Provided passage:
━━━━

To assemble, I used this general procedure: The skins have a line running down the centerline while the formers have an "up" arrow marking. I apply glue to the top half of the former, then lay the skin to the former, aligning the centerline mark with the arrow. I then align the former with the edge of the skin part while holding it in contact with the glued portion, keeping things 'tight' and aligned for about 10-15 seconds or so. Once I'm sure it will stay, I then repeat for the other end of the 'tube'. Then I apply glue to the lower half of *both*formers and the bottom seam as well and complete the remainder of the joints. Obviously, the bottom half is a bit trickier and needs to be done without delay. Plus, the amount and consistency of the glue (Elmer’s white glue) plays a part because of the (as I call it) "soaking factor". The more 'wet' the paper is the more it can distort under pressure, so I try and minimize the amount of glue so the card retains it's strength.

Back to part #1 - I added the glue tab before attaching the formers, then as I 'rolled' the lower half around for a test fit, but after I'd glued the top to the formers I found the skin was too long to meet at a butt joint by about 1.8mm - a significant overlap. So, I carefully removed the overlap in situ and finished gluing the joint. I have the excess strip on top of the assembly to illustrate.

━━━━

Data records:
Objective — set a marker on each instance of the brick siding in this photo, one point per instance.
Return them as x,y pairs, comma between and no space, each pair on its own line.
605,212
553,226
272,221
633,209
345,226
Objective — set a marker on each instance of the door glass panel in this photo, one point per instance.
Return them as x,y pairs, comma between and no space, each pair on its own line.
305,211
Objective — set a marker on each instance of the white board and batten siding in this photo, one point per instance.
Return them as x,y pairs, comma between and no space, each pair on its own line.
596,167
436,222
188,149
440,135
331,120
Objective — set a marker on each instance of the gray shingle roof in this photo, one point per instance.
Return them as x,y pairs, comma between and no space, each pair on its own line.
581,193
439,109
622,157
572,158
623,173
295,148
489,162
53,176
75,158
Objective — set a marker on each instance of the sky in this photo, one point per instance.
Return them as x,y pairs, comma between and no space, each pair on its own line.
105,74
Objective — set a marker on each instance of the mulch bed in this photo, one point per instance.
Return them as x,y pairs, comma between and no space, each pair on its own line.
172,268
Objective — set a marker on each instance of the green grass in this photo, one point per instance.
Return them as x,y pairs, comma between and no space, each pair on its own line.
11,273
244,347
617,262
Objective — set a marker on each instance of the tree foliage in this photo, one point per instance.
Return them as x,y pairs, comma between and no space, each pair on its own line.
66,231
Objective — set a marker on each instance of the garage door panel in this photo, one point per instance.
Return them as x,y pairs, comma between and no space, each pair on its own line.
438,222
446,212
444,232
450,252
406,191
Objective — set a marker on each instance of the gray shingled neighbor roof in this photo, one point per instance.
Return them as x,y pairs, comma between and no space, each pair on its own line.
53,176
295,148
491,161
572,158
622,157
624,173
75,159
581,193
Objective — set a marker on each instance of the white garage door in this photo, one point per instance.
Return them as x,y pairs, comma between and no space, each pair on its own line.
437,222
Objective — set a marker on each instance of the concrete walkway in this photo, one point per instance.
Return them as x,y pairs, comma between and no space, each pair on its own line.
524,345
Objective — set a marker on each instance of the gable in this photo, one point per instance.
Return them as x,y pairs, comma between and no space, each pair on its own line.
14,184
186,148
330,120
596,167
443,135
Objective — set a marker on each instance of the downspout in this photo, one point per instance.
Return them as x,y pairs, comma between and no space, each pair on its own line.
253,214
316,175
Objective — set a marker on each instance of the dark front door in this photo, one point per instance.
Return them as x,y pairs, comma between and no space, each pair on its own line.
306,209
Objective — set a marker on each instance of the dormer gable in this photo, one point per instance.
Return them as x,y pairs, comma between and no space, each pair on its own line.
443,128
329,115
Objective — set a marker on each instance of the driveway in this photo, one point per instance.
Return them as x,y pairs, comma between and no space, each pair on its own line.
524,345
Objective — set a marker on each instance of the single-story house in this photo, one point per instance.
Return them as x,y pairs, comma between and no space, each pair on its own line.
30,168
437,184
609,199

━━━━

The tasks:
A – According to the assembly passage, what brand and type of glue was used?
B – Return the section of the assembly passage starting at "Back to part" and ending at "assembly to illustrate.".
The data is not required here.

Per-task answers:
A – Elmer's white glue.

B –
Back to part #1 - I added the glue tab before attaching the formers, then as I 'rolled' the lower half around for a test fit, but after I'd glued the top to the formers I found the skin was too long to meet at a butt joint by about 1.8mm - a significant overlap. So, I carefully removed the overlap in situ and finished gluing the joint. I have the excess strip on top of the assembly to illustrate.